— START LISTED ENTRIES —

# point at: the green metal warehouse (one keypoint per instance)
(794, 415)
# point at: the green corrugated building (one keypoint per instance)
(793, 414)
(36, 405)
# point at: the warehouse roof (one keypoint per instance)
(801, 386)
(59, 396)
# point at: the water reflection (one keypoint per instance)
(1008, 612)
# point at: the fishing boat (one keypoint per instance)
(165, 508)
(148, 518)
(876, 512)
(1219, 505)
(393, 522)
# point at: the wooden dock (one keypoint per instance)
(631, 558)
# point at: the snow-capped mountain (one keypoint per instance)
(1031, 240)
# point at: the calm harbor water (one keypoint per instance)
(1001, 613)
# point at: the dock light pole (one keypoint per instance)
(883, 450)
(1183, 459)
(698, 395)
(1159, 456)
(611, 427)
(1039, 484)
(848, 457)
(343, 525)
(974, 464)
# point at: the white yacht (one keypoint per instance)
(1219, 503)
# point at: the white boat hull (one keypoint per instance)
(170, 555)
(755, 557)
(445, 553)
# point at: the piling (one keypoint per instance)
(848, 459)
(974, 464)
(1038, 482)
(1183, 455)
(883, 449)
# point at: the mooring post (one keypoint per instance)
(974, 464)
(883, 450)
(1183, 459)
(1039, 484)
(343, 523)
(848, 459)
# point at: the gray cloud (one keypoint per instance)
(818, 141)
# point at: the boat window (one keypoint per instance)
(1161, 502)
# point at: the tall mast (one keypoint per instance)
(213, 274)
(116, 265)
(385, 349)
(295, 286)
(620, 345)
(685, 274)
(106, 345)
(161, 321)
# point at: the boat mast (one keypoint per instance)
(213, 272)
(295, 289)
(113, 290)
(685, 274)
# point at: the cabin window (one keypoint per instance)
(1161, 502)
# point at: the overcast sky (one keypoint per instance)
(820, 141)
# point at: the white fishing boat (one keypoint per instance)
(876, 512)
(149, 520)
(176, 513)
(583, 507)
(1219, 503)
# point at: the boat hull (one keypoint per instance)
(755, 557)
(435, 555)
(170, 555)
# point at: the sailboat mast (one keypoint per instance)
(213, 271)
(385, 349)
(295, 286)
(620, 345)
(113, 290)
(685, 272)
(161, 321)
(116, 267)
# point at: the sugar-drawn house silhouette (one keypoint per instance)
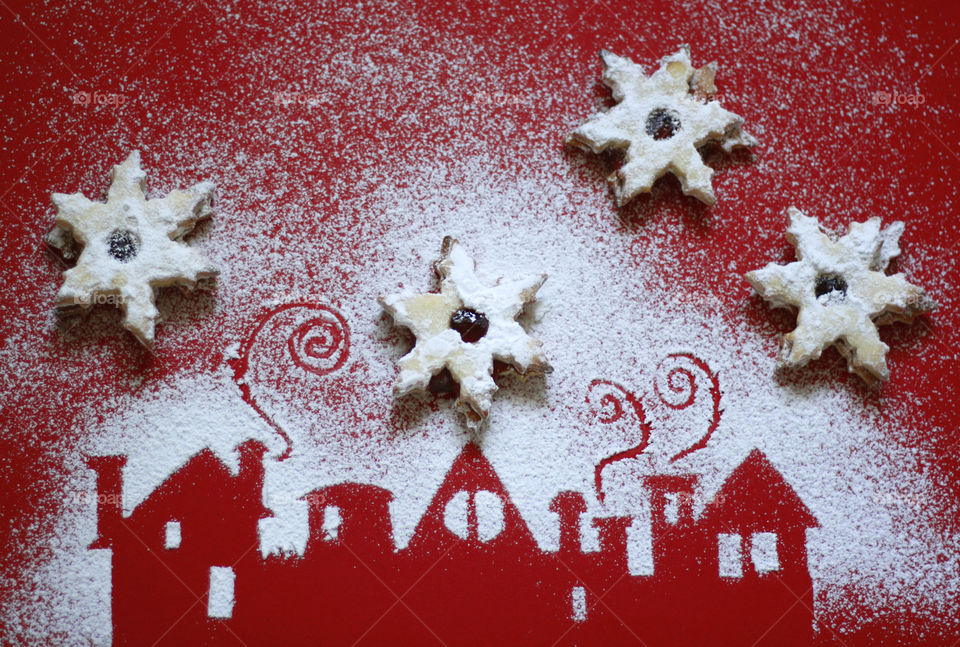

— END LISTED ENTRIES —

● WRITTEN REQUEST
Could you reproduce all of the material above line for line, without any changes, and leave the pictures out of your answer?

● ANSWER TO THIS EXERCISE
# point at: the green metal warehouse (one keypoint per instance)
(794, 415)
# point at: the green corrugated building (one keypoint per instance)
(793, 414)
(36, 405)
# point at: the warehouse roof (one keypoint per instance)
(801, 386)
(59, 396)
# point at: the water reflection (one keypoint per instance)
(1008, 612)
# point at: the fishing boat (one keypoint per instance)
(165, 508)
(148, 518)
(876, 512)
(1219, 505)
(393, 522)
# point at: the wooden dock (one keypoint per instance)
(631, 558)
# point at: the snow-capped mountain (one keypoint per instance)
(1031, 240)
# point at: the calm harbor water (one keypoint per instance)
(1001, 613)
# point at: the dock light pole (one keypoint per instance)
(883, 450)
(1183, 459)
(698, 395)
(1159, 456)
(611, 427)
(1039, 484)
(848, 457)
(343, 525)
(974, 464)
# point at: the white yacht (one keypoint per instance)
(1219, 503)
# point at: the white boat hull (one keypoint per instance)
(170, 555)
(755, 557)
(445, 553)
# point at: the piling (one keypoint per instance)
(848, 459)
(974, 464)
(1038, 482)
(1183, 455)
(883, 449)
# point at: the mooring post (one keypoint per instance)
(974, 464)
(883, 450)
(1183, 459)
(1039, 484)
(343, 523)
(848, 459)
# point at: the gray cloud (one keypoint per instance)
(818, 141)
# point at: the boat window (one keypoint per instance)
(1161, 502)
# point at: the tall mast (one keypoint per instance)
(213, 274)
(116, 265)
(385, 349)
(295, 286)
(620, 345)
(685, 274)
(106, 345)
(161, 321)
# point at: the boat mast (one keypoint per instance)
(213, 272)
(295, 289)
(113, 290)
(685, 274)
# point at: the cabin window (one keypoint per instance)
(1161, 502)
# point at: the overcast sky (one keypoint per instance)
(820, 141)
# point at: the white fishing boat (one keypoint per instance)
(876, 512)
(149, 520)
(176, 513)
(583, 507)
(1219, 503)
# point at: the boat hull (one keypoint per instance)
(755, 557)
(435, 555)
(170, 555)
# point at: the sailboat mast (one keypoint per instance)
(213, 271)
(385, 349)
(295, 286)
(620, 345)
(113, 290)
(685, 272)
(161, 321)
(116, 267)
# point at: the sugar-drawn house silhouette (one keypoint per instance)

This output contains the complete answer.